## Instructions to follow
Recast the data below, from the line containing "Spot the asics" through the line containing "Query: palm tree trunk", both lines included, as a JSON list of strings with one string per line and blank lines omitted.

START Supplied records

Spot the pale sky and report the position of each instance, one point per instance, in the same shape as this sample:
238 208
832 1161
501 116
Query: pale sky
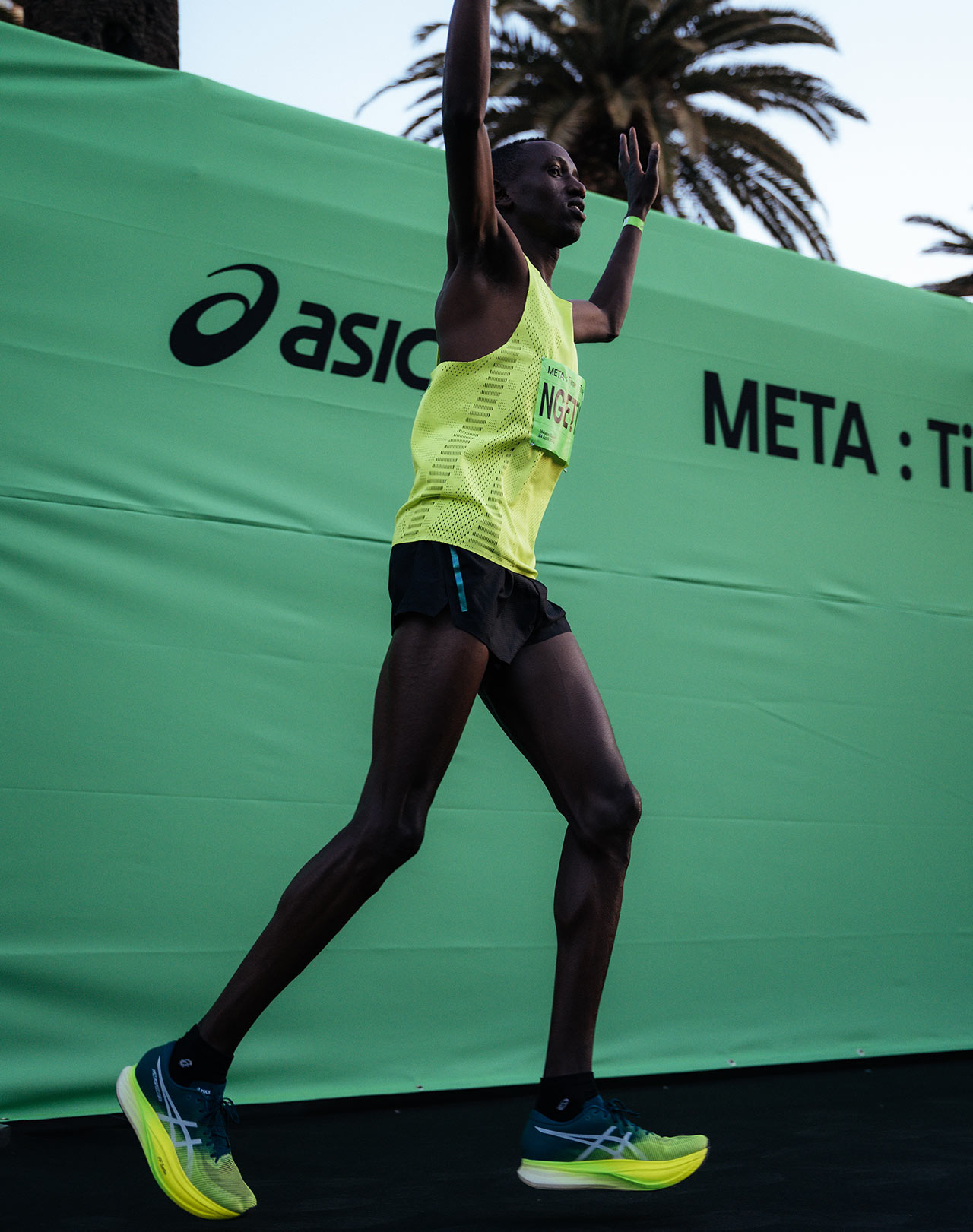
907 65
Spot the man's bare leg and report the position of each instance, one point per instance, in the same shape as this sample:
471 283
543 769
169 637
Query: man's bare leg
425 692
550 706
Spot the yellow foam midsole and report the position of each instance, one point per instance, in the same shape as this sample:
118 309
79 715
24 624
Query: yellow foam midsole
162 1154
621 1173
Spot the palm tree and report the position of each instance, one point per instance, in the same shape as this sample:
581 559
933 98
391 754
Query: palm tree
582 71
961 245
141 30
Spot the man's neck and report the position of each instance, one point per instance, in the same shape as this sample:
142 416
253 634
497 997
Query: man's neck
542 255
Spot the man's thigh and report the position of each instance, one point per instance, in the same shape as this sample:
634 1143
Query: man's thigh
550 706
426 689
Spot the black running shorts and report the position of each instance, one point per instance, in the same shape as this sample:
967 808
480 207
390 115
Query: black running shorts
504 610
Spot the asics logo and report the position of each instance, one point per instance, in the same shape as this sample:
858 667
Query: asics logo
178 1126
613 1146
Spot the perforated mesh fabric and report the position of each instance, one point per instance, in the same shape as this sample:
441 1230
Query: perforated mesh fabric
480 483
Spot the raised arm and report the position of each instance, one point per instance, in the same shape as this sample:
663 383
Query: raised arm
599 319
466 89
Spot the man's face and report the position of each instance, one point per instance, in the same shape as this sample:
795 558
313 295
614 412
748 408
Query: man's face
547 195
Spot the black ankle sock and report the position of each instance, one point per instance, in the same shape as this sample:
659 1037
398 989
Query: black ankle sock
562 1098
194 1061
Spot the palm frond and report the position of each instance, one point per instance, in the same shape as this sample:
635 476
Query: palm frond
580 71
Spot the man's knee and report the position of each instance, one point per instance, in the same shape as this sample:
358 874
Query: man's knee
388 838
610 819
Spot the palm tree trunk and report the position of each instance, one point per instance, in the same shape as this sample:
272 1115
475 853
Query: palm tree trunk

END Supplied records
START Supplied records

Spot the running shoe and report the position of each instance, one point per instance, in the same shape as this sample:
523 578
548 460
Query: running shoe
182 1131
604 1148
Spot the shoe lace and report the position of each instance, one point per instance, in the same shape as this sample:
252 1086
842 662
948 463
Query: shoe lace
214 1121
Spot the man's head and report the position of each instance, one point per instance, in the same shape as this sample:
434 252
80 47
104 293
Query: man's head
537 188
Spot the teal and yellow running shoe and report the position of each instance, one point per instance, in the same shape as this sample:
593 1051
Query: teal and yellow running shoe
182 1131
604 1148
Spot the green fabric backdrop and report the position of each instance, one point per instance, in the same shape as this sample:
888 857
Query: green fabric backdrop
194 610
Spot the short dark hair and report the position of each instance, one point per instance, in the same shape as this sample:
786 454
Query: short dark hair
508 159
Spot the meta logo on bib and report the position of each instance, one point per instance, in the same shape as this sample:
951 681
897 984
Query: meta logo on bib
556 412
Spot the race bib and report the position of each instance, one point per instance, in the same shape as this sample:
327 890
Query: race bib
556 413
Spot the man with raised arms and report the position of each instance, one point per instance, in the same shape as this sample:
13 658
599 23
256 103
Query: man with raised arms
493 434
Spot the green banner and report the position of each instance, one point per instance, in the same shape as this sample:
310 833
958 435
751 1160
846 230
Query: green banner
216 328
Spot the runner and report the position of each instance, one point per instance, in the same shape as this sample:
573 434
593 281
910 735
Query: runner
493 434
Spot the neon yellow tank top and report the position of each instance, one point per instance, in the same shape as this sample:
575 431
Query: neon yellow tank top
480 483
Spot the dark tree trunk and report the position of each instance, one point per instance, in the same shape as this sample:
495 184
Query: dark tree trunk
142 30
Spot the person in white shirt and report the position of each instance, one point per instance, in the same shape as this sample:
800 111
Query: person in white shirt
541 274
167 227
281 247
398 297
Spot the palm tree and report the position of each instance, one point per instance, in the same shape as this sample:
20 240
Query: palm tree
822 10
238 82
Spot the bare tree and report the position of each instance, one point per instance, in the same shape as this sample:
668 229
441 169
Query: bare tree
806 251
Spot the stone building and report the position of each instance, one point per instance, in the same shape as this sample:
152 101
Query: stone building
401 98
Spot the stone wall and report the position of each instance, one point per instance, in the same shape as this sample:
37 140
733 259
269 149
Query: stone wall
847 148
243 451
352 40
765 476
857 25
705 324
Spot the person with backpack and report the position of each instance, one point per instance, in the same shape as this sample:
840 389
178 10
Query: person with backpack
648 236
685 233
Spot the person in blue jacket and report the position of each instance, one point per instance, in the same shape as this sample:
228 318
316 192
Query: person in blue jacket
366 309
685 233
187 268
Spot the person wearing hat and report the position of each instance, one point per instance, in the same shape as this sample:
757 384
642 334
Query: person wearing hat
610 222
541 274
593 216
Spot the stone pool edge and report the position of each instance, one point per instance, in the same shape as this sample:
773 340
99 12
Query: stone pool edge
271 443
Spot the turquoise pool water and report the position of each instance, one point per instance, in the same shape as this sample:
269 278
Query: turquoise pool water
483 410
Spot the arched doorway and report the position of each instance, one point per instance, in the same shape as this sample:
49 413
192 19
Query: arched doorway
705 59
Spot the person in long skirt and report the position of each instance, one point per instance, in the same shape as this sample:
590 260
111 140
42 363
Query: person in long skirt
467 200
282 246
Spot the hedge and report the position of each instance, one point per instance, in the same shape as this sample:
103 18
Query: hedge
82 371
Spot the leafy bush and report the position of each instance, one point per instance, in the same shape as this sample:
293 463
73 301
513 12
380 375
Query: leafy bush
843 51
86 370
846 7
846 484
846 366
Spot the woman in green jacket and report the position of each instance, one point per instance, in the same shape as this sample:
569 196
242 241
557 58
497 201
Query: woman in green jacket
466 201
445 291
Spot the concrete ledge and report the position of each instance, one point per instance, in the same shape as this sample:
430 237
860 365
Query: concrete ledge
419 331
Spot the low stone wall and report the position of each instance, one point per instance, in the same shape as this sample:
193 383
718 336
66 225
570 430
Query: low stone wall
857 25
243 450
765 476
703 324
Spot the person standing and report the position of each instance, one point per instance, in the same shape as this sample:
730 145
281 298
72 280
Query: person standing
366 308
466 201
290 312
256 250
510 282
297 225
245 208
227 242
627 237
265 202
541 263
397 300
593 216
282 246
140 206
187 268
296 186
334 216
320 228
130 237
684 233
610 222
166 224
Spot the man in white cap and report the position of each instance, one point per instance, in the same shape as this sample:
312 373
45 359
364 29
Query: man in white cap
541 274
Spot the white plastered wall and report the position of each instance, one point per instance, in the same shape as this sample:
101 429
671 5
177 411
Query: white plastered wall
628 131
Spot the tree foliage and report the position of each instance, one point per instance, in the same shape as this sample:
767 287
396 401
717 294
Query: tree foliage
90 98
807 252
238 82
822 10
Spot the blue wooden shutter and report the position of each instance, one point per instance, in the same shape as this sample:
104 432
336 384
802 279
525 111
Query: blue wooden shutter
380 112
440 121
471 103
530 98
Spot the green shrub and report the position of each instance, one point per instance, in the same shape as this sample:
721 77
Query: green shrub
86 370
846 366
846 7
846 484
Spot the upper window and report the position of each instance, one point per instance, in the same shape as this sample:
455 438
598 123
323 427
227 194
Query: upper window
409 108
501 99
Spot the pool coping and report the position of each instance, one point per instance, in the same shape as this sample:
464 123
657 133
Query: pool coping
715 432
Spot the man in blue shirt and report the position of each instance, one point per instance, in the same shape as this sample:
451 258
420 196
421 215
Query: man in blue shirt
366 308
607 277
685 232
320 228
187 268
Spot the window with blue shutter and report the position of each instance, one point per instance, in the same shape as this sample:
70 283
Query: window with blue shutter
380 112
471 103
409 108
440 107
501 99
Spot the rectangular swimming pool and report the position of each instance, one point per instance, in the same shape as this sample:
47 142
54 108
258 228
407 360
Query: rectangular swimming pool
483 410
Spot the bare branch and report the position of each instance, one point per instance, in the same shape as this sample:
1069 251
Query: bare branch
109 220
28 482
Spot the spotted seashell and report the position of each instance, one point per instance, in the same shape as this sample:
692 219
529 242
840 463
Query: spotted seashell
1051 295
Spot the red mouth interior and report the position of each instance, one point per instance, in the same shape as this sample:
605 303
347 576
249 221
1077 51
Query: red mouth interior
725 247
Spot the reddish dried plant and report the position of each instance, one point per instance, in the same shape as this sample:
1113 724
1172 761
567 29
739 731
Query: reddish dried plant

END Supplied records
START Supplied records

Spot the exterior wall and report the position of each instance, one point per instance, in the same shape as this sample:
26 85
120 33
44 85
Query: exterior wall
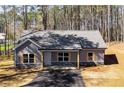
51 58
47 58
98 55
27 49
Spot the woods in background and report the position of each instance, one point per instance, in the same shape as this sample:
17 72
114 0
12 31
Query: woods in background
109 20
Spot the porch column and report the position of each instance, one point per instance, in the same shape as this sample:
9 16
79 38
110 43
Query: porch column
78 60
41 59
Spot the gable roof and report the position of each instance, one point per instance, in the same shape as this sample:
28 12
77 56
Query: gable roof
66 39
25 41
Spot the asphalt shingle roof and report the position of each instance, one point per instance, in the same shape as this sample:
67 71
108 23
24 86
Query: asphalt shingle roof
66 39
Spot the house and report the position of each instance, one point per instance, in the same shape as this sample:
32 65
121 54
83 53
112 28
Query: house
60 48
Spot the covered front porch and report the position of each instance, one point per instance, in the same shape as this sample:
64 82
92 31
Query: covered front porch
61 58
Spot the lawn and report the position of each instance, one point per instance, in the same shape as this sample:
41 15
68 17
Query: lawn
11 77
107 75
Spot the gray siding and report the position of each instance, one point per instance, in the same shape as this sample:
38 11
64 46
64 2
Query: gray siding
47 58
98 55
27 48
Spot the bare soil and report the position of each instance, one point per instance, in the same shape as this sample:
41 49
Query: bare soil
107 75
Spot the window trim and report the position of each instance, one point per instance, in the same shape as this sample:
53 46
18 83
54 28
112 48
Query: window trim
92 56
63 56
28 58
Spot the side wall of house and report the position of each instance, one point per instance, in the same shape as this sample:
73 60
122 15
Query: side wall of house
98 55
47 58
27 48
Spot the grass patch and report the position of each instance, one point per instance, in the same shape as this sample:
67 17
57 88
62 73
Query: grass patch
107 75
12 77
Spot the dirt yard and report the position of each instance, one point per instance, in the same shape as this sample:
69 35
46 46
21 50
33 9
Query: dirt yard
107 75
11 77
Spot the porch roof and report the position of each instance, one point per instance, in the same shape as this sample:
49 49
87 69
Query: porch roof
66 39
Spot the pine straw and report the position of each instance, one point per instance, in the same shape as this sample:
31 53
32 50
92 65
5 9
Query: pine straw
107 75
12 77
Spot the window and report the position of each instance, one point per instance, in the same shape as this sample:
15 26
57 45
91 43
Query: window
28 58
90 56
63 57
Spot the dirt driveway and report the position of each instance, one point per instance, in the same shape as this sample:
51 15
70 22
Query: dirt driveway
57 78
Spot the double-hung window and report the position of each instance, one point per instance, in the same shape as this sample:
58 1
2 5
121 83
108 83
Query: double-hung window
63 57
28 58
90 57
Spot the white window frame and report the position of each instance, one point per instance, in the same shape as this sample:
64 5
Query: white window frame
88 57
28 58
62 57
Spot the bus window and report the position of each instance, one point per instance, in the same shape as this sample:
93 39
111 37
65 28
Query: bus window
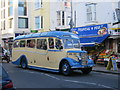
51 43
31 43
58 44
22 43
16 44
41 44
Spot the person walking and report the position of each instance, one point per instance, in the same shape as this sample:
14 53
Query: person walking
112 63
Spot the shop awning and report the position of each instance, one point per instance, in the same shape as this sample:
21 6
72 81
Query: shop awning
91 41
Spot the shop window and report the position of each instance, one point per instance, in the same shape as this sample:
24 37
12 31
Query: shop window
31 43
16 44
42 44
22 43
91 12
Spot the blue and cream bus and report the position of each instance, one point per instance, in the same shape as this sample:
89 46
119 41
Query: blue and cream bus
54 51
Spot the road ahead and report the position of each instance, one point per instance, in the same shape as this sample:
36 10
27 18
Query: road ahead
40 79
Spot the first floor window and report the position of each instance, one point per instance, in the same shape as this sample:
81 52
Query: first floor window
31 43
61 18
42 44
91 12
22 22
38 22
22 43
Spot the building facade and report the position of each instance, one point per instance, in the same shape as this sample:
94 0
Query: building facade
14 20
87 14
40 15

END Supplied records

## Exercise answer
[
  "Spot the asics logo and report the position of each instance, one point per instance, in the same shape as this sample:",
  "858 667",
  "Query: asics logo",
  "178 1126",
  "613 1146",
  "Spot the perforated mesh fabric and report the position of each instance, one point per instance, in the same shape as this sample:",
  "441 1230",
  "Query: perforated mesh fabric",
  "480 483",
  "Spot the raised arm and report the position of each instance, one point per instance, in the same shape as this sample:",
  "663 383",
  "Query: raised arm",
  "599 319",
  "466 89",
  "Spot the man's face and report the position of each instance, one point per instance, in the same shape as this sample:",
  "795 558",
  "313 295",
  "614 412",
  "748 408",
  "Query: man's face",
  "547 195",
  "Spot the black ankle sock and report the position of each instance, one point per instance, in the same shape as this sample:",
  "659 1037",
  "398 989",
  "Query: black ankle sock",
  "562 1098",
  "194 1061",
  "Spot the palm frond and report the position of each instance, one point per instance, in the same shape as this sample:",
  "635 476",
  "Query: palm frond",
  "580 71",
  "Spot the man's knee and report the position of each instance, one point per instance, in the same shape as this sample:",
  "358 874",
  "Query: man's knee",
  "388 838",
  "610 819",
  "Spot the palm tree trunk and report the position of each instance, one point per instance, in the same shape as this sample:",
  "272 1115",
  "475 853",
  "Query: palm tree trunk"
]